Write out every item below word for word, keeping each line as it stands.

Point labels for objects
"""

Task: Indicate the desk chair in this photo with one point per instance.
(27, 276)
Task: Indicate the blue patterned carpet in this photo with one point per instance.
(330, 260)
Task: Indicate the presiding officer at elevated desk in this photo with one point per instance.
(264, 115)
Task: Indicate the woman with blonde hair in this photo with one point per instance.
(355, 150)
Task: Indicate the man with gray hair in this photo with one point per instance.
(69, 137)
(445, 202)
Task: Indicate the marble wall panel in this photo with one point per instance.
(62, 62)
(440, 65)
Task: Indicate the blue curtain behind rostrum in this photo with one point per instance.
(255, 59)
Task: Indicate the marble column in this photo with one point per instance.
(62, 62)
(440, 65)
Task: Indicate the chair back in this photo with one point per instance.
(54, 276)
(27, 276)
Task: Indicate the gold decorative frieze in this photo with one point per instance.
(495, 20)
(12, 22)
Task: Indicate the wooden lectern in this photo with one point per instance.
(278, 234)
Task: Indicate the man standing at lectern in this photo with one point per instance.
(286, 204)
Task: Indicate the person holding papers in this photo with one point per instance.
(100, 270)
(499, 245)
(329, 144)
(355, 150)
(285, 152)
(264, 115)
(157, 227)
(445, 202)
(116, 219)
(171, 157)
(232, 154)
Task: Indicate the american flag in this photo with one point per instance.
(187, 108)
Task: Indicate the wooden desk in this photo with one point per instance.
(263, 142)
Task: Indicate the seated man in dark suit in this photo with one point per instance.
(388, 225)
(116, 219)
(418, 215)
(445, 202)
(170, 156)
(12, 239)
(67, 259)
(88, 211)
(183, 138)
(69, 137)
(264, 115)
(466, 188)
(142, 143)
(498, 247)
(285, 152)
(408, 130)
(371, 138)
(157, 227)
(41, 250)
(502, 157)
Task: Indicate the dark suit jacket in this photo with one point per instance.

"""

▶ [Result for this exercise]
Task: Indicate the desk chair in this photo with one point per instance.
(27, 276)
Task: Indicate the blue patterned carpet in this photo with one point per instance.
(330, 260)
Task: Indicate the presiding officer at elevated desk in this photo with one point per instance.
(264, 115)
Task: Indicate the woman with blonde hair in this photo with one point per instance.
(355, 150)
Task: Indicate the man with gray hair in this photo with one point per instance.
(69, 137)
(445, 202)
Task: Indicate the marble wall panel in this photo with one point per instance.
(62, 62)
(440, 65)
Task: Indicate the blue curtain behind rostrum in this photo with one point per instance.
(255, 59)
Task: Indicate the marble column in this photo with one point per instance.
(62, 62)
(440, 65)
Task: Indicate the chair back in this photo with one point per instance.
(54, 276)
(27, 276)
Task: Indicate the gold decorative frieze in this photo with one point per instance.
(495, 20)
(12, 22)
Task: Indicate the wooden lectern in this photo with one point per instance.
(278, 234)
Task: Indicate the man standing at lectern in this photo with one point per instance.
(286, 204)
Task: Indicate the person holding papers in this photo with one point per instance.
(100, 270)
(499, 245)
(329, 144)
(355, 150)
(285, 152)
(264, 115)
(157, 227)
(445, 202)
(116, 219)
(171, 157)
(232, 154)
Task: Indicate the american flag in this photo with one point per instance.
(187, 108)
Task: Indicate the wooden desk in this photo with one point per instance.
(263, 142)
Task: Indicate the seated man in dark suit in this photo with one point per instance.
(388, 225)
(116, 219)
(418, 215)
(445, 202)
(170, 156)
(12, 239)
(67, 259)
(88, 211)
(183, 138)
(69, 137)
(264, 115)
(466, 188)
(142, 143)
(498, 247)
(285, 152)
(408, 130)
(371, 138)
(157, 227)
(41, 250)
(502, 157)
Task: Indicate the dark suit jacket in this photo with one point per instance.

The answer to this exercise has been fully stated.